### EXCERPTED TEXT
====================
Veterans Affairs stiffs RCMP pensioners
Nearly seven years after Federal Court Justice Anne Marie McDonald approved a class-action lawsuit resulting from decades of harassment and discrimination against women in the Royal Canadian Mounted Police, the government is cutting back on the pensions of some victims.
“I am concerned about the well-being of these former members of the RCMP who have already suffered enough,” Veterans Ombud Nishika Jardine says in a letter to Veterans Affairs Minister Lawrence MacAuley, urging him to fix the “unfairness.”
While the RCMP has been at the centre of seemingly endless controversies about how many of its female uniformed and civilian personnel have been treated, the Federal Court case was rooted in a 2007 lawsuit filed by Janet Merlo over what she described as almost daily sexual harassment in her British Columbia detachment.
While Merlo took a medical discharge in 2010, she didn’t stop her whistle-blowing, including an explicit 2013 memoir, No One To Tell: Breaking My Silence on Life in the RCMP, in which she said the harassment led to post-traumatic stress syndrome.
In the interim, she continued to speak out, becoming the lead plaintiff in the proposed class action against the RCMP and the federal government. At that time, nearly 400 serving and retired officers had asked to join the lawsuit, which continued to grain traction.
====================
### INPUT DATA
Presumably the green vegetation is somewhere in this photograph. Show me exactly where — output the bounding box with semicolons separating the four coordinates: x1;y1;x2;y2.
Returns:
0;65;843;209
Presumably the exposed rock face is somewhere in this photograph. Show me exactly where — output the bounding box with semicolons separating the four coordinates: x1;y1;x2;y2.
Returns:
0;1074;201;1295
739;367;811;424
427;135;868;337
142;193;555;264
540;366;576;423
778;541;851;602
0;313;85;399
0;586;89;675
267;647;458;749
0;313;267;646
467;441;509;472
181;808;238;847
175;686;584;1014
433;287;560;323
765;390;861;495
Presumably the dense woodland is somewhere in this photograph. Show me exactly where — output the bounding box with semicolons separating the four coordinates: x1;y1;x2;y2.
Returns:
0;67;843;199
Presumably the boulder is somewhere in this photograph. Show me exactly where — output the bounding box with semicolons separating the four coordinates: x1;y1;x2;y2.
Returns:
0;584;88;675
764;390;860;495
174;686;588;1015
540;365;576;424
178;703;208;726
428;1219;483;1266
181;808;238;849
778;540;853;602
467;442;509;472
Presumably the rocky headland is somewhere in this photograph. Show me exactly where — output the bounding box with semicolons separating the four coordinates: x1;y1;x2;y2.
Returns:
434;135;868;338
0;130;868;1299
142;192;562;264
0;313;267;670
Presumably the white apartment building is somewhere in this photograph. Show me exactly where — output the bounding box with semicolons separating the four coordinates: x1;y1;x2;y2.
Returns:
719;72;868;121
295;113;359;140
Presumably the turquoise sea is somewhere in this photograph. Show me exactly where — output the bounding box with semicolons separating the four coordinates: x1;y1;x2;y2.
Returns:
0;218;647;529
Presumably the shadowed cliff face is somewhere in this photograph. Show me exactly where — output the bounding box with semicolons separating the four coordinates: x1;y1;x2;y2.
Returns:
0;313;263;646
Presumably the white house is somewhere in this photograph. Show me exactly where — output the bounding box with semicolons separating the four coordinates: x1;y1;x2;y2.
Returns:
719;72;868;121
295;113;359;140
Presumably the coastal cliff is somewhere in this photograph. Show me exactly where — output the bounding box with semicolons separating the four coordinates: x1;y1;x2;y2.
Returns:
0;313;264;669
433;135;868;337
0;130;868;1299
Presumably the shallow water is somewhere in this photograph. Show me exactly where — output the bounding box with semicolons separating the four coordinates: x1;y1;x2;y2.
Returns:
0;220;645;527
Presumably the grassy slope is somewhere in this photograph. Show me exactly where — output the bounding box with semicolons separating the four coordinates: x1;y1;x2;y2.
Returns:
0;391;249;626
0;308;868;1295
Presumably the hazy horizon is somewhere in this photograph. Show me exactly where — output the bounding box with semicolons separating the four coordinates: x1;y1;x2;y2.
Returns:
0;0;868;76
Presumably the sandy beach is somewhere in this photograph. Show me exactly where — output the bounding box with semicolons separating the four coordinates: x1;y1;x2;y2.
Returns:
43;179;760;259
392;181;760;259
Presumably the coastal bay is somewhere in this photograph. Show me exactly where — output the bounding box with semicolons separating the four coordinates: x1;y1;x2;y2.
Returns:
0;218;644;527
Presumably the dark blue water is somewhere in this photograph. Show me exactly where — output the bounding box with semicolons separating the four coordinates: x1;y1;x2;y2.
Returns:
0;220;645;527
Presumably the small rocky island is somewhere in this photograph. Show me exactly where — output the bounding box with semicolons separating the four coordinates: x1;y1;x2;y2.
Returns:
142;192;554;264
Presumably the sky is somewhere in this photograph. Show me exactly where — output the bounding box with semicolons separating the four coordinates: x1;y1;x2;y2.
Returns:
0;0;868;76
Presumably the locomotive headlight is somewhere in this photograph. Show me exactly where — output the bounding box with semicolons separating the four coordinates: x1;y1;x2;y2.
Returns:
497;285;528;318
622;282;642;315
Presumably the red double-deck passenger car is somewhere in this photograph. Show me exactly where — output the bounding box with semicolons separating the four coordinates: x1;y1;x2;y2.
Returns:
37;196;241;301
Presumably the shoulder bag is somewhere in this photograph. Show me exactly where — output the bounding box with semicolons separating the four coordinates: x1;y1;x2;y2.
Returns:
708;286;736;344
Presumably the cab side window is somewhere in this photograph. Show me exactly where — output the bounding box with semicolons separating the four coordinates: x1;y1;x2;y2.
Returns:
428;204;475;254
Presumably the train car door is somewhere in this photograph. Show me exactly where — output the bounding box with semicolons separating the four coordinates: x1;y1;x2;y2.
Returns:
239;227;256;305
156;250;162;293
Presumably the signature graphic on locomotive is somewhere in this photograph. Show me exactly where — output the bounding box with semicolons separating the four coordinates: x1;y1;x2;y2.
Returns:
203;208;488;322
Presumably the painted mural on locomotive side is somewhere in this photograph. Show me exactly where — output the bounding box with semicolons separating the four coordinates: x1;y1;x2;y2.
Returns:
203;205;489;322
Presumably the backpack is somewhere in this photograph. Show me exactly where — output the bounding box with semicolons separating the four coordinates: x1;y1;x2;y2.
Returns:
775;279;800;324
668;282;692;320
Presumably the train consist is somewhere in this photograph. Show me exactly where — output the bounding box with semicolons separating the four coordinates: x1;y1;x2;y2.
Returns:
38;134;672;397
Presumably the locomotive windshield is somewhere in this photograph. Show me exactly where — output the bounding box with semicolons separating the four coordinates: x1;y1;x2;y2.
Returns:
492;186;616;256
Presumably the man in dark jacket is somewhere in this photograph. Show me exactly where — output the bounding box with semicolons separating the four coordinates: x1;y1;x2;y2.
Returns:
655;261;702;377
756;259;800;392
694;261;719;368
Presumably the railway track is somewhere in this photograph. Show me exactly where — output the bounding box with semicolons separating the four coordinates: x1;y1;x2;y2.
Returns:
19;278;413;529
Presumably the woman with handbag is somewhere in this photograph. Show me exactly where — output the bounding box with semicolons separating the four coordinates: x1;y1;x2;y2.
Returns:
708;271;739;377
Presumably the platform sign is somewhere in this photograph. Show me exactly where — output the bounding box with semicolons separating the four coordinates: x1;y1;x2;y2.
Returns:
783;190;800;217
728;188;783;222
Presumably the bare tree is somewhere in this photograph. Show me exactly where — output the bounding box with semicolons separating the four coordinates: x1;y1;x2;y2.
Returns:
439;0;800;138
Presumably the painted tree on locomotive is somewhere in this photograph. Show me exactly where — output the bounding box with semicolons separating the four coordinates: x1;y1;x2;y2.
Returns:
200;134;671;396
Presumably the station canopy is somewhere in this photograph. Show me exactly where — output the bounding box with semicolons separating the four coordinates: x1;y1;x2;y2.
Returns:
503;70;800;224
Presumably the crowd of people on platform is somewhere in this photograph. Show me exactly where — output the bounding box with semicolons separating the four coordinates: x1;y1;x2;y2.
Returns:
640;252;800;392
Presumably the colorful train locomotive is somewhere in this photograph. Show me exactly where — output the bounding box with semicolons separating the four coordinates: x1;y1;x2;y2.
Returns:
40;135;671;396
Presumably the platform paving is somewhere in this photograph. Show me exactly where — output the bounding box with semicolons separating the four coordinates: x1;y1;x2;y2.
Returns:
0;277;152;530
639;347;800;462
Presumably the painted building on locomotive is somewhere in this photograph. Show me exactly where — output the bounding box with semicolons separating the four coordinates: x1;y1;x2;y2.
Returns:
====================
### WORK REQUEST
Print the part of the RCMP pensions article starting with "While the RCMP" and going on through "post-traumatic stress syndrome.", word for word.

### SOLUTION TO THIS EXERCISE
While the RCMP has been at the centre of seemingly endless controversies about how many of its female uniformed and civilian personnel have been treated, the Federal Court case was rooted in a 2007 lawsuit filed by Janet Merlo over what she described as almost daily sexual harassment in her British Columbia detachment.
While Merlo took a medical discharge in 2010, she didn’t stop her whistle-blowing, including an explicit 2013 memoir, No One To Tell: Breaking My Silence on Life in the RCMP, in which she said the harassment led to post-traumatic stress syndrome.